***** Blocco di testo *****
Pochi chilometri a nord, in direzione di Włodawa, s’incontrano i confini di Polonia, Bielorussia e Ucraina. È la cosiddetta triplice frontiera, un tempo considerata il cuore della regione: l’incrocio di tre popoli slavi, un mondo di cooperazione e traffici di confine. La Bielorussia era nota tra i polacchi per le sue eccellenti piste ciclabili nei boschi. A Włodawa, il Festival delle tre culture (ortodossia, cattolicesimo, ebraismo) si è concluso una decina di giorni dopo l’incidente dei droni.

Okuninka, sul lago Bianco, è la spiaggia di Włodawa e il più importante centro turistico della regione. Sembra una località di villeggiatura come tante altre: alberghi, sale giochi, noleggi di attrezzature sportive, bancarelle. Eppure, a metà settembre è immersa nel silenzio. “Non è colpa della guerra, ma della congiuntura economica sfavorevole”, dice un albergatore. E dopo averci pensato un po’ aggiunge: “Ma anche della guerra, certo. E in questa stagione anche del brutto tempo”.
***** Record forniti *****
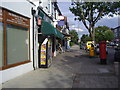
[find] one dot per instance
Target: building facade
(15, 40)
(23, 37)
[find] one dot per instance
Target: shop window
(17, 44)
(1, 44)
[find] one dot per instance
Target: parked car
(88, 45)
(97, 50)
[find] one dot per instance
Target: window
(17, 44)
(14, 40)
(1, 44)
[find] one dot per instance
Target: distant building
(116, 32)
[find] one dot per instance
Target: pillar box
(102, 48)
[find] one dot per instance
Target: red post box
(102, 48)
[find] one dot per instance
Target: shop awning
(49, 29)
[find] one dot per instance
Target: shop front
(47, 36)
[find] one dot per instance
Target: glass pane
(17, 44)
(1, 44)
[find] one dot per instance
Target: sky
(111, 22)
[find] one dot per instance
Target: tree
(91, 12)
(75, 38)
(85, 38)
(103, 33)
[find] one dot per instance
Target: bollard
(116, 68)
(91, 52)
(103, 56)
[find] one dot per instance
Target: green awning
(49, 29)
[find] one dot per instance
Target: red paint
(102, 47)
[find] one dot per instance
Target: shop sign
(16, 19)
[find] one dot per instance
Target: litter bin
(103, 56)
(91, 52)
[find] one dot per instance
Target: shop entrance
(44, 51)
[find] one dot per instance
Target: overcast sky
(107, 21)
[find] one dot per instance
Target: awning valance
(49, 29)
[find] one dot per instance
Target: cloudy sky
(107, 21)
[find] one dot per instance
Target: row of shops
(29, 38)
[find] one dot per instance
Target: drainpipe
(33, 13)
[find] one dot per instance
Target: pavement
(72, 69)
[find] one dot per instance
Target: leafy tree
(75, 38)
(91, 12)
(103, 33)
(85, 38)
*****
## Azioni richieste
**1.** Filtra i record e riporta ogni riga che contiene la parola "awning", facendo distinzione tra maiuscole e minuscole.
**2.** Prosegui il brano su Włodawa e Okuninka dal punto in cui si interrompe.

## Risultati in ordine
**1.**
Target: shop awning
Target: green awning
Target: awning valance

**2.**
Al mattino, nell’enorme sala da pranzo vuota dell’hotel, la radio risuona a tutto volume: un politico dell’opposizione attacca la coalizione di governo, accusandola di aver gestito male lo sconfinamento dei droni e di aver lasciato la società e l’esercito impreparati. Oltre che della guerra, la gente ha paura dell’incompetenza del governo. D’altronde, il pretesto per le critiche è arrivato subito: qualche giorno dopo l’incidente si è capito che quello che era caduto su una casa nel villaggio di Wyryki era il frammento di un missile polacco, lanciato per abbattere i droni russi. Il proprietario dell’albergo si aggira per la sala scuotendo la testa, alla fine abbassa il volume della radio e si rivolge all’unico ospite: “Ormai è tutta propaganda russa. E se non è russa, è tedesca. E poi c’è la propaganda americana, quella dell’Unione europea, quella israeliana. Non si può più avere un’opinione propria, perché poi ti accusano di fare propaganda”.

Barriere anticarro nei pressi di Braniewo, nella regione polacca di Varmia-Masuria, maggio 2025  (Piotr Małecki, Panos)

“Di recente, durante una festa di matrimonio”, aggiunge un altro albergatore, “due gruppi di uomini hanno litigato. Stavano parlando di politica, quando uno ha accusato l’altro di fare propaganda russa. Ed è scoppiata una rissa”.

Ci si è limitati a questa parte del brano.